Raw records:
[BEGIN]

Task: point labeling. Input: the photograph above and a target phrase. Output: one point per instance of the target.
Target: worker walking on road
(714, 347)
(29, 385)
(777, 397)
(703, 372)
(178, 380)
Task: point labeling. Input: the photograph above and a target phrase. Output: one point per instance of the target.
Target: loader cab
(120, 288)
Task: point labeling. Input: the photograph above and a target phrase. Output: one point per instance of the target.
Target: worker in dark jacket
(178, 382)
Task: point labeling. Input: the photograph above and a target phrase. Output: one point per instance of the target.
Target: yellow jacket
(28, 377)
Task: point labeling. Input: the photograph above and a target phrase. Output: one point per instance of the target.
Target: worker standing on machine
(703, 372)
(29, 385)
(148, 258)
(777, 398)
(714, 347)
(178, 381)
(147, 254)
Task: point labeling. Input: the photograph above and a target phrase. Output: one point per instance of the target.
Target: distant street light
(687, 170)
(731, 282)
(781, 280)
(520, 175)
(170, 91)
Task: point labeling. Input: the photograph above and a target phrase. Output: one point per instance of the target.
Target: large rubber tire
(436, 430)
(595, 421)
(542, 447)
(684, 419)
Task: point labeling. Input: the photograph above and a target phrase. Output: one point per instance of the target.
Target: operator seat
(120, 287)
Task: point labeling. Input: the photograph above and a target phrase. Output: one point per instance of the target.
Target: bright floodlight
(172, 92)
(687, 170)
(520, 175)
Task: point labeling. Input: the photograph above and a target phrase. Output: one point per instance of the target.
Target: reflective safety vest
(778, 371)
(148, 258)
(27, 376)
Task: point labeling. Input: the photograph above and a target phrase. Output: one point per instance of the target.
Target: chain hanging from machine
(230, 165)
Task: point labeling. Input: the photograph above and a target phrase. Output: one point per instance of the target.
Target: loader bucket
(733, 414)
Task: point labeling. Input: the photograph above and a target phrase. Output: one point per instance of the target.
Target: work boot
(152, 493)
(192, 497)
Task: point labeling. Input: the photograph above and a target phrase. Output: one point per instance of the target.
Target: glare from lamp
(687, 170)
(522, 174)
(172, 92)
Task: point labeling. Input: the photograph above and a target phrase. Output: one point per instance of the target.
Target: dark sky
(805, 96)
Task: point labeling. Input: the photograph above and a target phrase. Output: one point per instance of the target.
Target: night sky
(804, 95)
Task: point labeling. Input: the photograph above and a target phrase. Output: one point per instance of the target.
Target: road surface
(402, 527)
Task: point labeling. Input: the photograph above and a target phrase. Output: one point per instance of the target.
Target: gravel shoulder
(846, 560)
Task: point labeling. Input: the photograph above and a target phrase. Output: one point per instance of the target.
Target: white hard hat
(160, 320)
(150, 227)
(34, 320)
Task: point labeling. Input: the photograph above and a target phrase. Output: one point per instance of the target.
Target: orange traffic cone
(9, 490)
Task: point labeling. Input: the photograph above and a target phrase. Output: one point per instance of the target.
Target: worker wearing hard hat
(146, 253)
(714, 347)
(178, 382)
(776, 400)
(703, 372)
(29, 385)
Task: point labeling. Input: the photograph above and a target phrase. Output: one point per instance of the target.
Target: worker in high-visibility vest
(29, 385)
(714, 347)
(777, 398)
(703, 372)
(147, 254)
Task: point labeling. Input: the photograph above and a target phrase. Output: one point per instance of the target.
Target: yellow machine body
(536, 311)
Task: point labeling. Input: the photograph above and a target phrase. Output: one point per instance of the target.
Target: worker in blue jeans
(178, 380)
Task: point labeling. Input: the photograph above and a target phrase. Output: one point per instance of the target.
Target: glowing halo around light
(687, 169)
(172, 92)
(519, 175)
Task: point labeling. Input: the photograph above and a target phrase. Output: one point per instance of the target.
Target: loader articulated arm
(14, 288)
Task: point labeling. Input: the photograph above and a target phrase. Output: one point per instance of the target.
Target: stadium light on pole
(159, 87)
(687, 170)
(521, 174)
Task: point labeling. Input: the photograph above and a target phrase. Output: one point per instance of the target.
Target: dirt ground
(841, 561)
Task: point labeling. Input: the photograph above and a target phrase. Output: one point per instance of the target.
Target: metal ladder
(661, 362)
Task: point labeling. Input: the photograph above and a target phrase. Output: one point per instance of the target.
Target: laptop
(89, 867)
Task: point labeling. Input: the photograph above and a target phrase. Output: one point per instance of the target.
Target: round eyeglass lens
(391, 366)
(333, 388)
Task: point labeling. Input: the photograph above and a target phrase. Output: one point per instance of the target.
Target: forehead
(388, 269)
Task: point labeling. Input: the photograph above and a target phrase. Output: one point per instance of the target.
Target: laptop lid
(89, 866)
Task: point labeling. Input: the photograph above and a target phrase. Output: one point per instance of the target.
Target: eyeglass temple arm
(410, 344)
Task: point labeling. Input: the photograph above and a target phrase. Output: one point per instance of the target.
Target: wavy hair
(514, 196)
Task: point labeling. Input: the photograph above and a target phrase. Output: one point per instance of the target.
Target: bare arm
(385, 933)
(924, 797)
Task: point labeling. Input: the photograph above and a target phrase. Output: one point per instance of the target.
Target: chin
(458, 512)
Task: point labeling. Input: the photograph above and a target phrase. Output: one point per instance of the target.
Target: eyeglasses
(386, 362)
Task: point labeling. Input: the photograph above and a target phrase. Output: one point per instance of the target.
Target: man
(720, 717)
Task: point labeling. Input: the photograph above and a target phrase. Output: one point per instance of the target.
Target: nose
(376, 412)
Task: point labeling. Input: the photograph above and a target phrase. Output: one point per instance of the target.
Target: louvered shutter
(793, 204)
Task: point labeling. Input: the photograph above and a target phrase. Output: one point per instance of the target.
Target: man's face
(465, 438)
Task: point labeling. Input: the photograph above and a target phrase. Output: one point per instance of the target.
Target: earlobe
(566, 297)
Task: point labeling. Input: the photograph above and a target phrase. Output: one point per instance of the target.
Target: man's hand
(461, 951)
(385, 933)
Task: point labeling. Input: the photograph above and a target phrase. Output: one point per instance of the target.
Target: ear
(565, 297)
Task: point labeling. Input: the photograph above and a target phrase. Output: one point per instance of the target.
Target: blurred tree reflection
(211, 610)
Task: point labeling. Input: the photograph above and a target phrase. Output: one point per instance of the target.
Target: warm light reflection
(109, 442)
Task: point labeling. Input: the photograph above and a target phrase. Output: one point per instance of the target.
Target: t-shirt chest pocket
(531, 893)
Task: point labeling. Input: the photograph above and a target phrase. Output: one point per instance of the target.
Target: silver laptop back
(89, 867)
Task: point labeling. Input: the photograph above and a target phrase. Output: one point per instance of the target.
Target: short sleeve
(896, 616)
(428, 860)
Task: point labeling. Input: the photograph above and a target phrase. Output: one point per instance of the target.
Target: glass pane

[END]

Your instructions: Please extract every line of the material above that contains the word "yellow". Case counts.

Solution for this task:
Target: yellow jacket
Target: yellow machine body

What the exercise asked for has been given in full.